*** Source data Section Begins ***

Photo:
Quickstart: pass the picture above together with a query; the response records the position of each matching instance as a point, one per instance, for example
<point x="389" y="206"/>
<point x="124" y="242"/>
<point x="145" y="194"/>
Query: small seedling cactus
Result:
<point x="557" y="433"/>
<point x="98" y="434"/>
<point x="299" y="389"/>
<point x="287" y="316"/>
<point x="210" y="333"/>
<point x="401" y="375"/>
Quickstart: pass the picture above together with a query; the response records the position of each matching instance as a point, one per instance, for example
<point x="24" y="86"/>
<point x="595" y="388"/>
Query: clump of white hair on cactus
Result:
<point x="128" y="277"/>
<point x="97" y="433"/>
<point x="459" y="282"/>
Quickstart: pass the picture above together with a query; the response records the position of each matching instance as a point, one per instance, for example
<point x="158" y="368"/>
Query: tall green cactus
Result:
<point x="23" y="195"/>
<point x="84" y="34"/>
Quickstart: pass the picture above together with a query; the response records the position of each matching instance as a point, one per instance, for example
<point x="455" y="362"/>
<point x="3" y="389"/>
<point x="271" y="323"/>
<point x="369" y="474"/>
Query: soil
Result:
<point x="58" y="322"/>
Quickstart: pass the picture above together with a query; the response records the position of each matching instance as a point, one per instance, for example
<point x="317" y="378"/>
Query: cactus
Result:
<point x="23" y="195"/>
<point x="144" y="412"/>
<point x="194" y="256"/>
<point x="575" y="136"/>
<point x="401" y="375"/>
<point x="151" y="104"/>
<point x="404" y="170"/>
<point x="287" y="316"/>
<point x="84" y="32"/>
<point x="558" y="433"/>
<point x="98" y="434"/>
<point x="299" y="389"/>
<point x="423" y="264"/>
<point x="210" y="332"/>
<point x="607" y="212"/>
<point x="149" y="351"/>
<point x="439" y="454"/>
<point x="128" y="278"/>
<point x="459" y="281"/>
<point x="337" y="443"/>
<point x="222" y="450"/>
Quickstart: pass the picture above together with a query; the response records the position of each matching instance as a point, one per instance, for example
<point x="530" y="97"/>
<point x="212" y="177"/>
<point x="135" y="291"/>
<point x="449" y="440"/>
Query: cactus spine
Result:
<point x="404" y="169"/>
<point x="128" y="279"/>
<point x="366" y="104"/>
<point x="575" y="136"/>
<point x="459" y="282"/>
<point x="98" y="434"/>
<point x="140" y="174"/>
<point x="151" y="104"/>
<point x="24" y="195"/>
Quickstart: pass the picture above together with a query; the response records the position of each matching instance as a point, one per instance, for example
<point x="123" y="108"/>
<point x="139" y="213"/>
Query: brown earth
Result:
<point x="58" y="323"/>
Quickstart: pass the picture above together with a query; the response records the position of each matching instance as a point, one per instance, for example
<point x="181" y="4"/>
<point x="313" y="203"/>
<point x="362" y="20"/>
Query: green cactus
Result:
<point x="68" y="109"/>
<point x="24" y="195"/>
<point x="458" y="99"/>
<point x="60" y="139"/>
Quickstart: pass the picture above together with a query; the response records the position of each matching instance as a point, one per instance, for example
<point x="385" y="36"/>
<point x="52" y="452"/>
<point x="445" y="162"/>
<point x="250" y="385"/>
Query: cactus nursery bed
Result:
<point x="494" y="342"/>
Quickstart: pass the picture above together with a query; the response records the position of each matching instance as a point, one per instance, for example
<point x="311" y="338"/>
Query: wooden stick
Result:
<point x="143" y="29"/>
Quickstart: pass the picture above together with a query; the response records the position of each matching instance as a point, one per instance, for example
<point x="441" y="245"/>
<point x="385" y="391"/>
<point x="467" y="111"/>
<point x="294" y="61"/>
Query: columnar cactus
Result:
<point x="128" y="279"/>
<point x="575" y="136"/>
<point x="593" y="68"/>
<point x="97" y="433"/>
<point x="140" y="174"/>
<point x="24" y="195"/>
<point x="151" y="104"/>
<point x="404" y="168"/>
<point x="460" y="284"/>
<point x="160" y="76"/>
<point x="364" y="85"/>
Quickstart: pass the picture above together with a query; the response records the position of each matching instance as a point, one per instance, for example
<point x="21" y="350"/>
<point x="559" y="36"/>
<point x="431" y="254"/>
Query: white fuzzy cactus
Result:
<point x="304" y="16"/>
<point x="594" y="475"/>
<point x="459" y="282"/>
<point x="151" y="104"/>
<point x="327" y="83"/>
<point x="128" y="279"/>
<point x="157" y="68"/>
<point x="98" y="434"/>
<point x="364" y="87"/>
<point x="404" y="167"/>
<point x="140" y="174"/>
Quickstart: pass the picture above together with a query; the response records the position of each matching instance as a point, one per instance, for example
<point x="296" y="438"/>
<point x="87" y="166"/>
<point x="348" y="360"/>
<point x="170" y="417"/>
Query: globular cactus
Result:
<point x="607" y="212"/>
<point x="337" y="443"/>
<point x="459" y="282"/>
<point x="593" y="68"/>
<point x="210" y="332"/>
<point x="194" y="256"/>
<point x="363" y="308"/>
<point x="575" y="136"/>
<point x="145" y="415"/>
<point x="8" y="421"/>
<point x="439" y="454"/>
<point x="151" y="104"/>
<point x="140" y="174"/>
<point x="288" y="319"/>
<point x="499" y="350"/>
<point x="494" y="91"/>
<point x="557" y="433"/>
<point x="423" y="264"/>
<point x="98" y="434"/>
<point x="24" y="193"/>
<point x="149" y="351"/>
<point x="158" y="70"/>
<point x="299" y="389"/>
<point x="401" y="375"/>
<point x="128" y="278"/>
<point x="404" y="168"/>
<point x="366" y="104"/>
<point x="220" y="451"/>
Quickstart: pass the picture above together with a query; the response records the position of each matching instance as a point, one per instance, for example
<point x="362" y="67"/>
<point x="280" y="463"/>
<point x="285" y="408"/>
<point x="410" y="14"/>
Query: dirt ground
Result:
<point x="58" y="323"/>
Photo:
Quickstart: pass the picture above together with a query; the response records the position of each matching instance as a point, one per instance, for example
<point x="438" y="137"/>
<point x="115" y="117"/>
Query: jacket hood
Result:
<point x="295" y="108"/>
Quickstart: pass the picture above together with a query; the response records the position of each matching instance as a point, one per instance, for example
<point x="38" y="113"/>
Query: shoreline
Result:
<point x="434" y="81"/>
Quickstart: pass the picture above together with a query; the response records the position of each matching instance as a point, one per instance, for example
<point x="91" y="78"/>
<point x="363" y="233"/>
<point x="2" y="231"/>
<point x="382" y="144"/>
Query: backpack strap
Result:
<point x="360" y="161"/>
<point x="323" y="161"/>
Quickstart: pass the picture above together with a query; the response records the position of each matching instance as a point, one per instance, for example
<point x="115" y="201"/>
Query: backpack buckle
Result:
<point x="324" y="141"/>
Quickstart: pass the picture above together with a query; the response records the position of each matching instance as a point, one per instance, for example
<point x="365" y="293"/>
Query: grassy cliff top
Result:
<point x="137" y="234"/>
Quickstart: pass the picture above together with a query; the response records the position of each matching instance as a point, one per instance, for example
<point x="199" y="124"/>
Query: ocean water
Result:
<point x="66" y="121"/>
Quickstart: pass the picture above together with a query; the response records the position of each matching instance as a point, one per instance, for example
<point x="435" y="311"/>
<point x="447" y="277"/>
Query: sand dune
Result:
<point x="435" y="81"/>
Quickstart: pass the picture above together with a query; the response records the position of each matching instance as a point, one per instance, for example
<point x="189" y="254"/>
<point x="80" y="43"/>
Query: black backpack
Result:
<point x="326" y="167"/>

*** Source data Section Ends ***

* What is expected:
Line count for "green": say how many lines of the entries above include that word, and give only the number.

* Result:
2